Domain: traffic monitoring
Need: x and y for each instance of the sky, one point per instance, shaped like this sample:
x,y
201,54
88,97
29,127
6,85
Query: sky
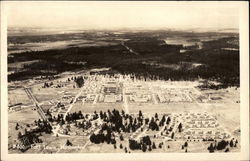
x,y
115,15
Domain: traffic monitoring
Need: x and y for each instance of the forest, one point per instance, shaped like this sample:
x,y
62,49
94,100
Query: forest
x,y
216,63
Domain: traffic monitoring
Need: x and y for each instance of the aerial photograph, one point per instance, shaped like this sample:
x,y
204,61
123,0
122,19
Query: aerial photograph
x,y
119,78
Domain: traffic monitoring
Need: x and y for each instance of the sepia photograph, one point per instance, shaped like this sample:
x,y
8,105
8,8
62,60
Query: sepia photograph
x,y
125,78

───

- Problem -
Render all of the data above as a numbered list with one line per item, omitting blank lines and leaving out the pictures.

- Solution below -
1. Domain: traffic monitoring
2. Need: x and y for each instance of the sky, one point per instance, shaped like this sample:
3. x,y
4. 201,54
5. 88,97
6. 29,127
7. 6,85
8. Query: sky
9. x,y
10. 115,15
11. Domain: traffic monitoring
12. Need: x and y for each instance of the forest, one point per instance, shaped like this sample:
13. x,y
14. 62,49
15. 94,100
16. Query: forest
17. x,y
18. 216,63
19. Domain: traffic monitoring
20. Need: x and y for each instance of the aerial photograph, one point per instance, shaped like this sample:
21. x,y
22. 204,61
23. 123,0
24. 122,19
25. Query: aerial photograph
26. x,y
27. 119,78
28. Domain: traffic monitoring
29. Need: x and y for each instance of the sepia photograph, one point per instance, shaped like this sample:
30. x,y
31. 8,105
32. 8,8
33. 62,60
34. Query: sepia photograph
35. x,y
36. 125,78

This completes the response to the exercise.